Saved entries
════
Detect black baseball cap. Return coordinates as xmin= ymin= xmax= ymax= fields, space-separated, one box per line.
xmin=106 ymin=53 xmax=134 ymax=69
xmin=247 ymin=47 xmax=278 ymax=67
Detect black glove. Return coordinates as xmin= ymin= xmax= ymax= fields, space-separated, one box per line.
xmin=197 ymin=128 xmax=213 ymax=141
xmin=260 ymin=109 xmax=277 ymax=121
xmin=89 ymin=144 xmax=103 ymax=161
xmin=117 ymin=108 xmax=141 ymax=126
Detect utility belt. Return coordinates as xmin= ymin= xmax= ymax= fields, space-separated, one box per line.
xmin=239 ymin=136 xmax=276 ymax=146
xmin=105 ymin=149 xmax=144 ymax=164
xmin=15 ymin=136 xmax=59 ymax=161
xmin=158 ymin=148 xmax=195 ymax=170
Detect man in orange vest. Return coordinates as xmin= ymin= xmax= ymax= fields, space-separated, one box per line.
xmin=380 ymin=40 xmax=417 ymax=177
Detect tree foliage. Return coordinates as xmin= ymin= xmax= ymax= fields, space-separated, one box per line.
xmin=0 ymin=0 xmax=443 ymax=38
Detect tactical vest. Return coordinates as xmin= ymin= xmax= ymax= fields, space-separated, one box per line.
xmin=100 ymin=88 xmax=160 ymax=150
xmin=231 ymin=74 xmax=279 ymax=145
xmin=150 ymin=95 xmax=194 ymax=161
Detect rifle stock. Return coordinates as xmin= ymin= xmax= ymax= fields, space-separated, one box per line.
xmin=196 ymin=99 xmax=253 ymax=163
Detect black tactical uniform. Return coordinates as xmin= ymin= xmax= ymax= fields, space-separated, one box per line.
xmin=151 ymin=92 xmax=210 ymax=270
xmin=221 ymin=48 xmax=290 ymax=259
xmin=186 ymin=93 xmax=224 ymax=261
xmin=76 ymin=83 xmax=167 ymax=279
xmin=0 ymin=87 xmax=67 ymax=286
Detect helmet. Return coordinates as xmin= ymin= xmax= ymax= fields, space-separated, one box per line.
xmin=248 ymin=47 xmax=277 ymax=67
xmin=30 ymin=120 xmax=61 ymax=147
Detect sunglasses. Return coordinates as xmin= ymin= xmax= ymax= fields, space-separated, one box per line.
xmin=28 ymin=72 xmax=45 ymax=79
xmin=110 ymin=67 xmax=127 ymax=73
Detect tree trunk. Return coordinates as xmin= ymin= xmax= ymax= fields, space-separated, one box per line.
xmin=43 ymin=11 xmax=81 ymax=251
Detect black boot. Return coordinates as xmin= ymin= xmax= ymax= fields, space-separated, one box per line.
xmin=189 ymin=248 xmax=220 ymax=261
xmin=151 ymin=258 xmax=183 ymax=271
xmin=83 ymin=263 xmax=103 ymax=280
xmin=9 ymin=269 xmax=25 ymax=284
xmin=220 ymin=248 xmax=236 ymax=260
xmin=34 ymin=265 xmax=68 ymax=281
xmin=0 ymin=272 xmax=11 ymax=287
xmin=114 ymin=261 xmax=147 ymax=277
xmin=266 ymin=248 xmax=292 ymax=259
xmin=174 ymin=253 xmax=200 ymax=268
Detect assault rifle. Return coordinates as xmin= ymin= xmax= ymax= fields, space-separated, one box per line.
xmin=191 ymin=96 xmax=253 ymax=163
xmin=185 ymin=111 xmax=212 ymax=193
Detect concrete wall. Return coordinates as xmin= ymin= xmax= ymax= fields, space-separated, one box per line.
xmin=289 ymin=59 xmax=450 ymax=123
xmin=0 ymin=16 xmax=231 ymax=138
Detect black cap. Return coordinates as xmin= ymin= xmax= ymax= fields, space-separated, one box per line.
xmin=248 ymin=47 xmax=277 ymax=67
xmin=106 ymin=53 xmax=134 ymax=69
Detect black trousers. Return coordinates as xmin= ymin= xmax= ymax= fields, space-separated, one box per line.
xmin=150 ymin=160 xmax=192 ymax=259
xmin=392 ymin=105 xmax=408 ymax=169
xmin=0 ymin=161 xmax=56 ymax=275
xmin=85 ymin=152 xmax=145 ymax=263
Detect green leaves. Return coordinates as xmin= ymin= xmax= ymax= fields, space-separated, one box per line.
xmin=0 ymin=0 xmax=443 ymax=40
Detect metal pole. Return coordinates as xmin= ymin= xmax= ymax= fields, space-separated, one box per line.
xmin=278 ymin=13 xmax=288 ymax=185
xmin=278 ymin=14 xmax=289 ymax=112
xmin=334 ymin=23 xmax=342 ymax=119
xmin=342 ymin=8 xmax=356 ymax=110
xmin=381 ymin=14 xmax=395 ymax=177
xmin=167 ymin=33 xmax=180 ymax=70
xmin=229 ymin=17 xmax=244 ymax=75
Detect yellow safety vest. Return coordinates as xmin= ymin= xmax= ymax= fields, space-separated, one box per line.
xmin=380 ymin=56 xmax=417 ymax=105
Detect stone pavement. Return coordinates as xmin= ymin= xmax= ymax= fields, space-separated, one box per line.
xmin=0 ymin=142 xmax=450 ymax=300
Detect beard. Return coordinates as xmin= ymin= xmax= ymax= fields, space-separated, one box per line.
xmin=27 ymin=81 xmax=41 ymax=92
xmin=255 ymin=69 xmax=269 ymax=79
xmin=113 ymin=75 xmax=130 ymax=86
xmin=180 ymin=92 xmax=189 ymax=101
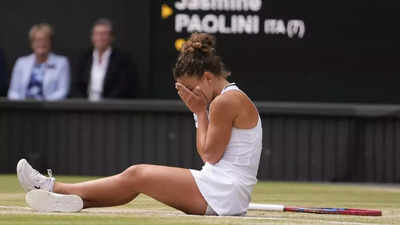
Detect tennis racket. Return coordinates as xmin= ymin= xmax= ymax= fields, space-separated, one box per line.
xmin=249 ymin=203 xmax=382 ymax=216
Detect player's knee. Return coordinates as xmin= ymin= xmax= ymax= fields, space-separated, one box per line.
xmin=121 ymin=164 xmax=146 ymax=183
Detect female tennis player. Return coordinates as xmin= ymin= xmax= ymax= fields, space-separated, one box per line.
xmin=17 ymin=33 xmax=262 ymax=215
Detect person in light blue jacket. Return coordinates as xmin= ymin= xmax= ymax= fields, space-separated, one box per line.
xmin=8 ymin=24 xmax=70 ymax=101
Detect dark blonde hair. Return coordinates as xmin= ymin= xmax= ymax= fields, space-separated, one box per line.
xmin=173 ymin=33 xmax=230 ymax=80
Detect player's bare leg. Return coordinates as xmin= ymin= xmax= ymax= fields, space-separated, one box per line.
xmin=53 ymin=165 xmax=207 ymax=215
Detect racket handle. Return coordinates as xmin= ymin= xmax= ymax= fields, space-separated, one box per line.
════
**WORK TO DO**
Gather every line from the records that contains the string "vest", matching case exactly.

**COMPLETED EXERCISE**
Detect man in orange vest. Return coordinates as xmin= ymin= xmax= ymax= fields, space-separated, one box per line.
Detect tactical vest. Return coordinates as xmin= ymin= xmax= ymax= fields, space-separated, one box per line.
Detect yellow safety vest. Return coordinates as xmin= ymin= xmax= ymax= fields, space-separated, one box per line.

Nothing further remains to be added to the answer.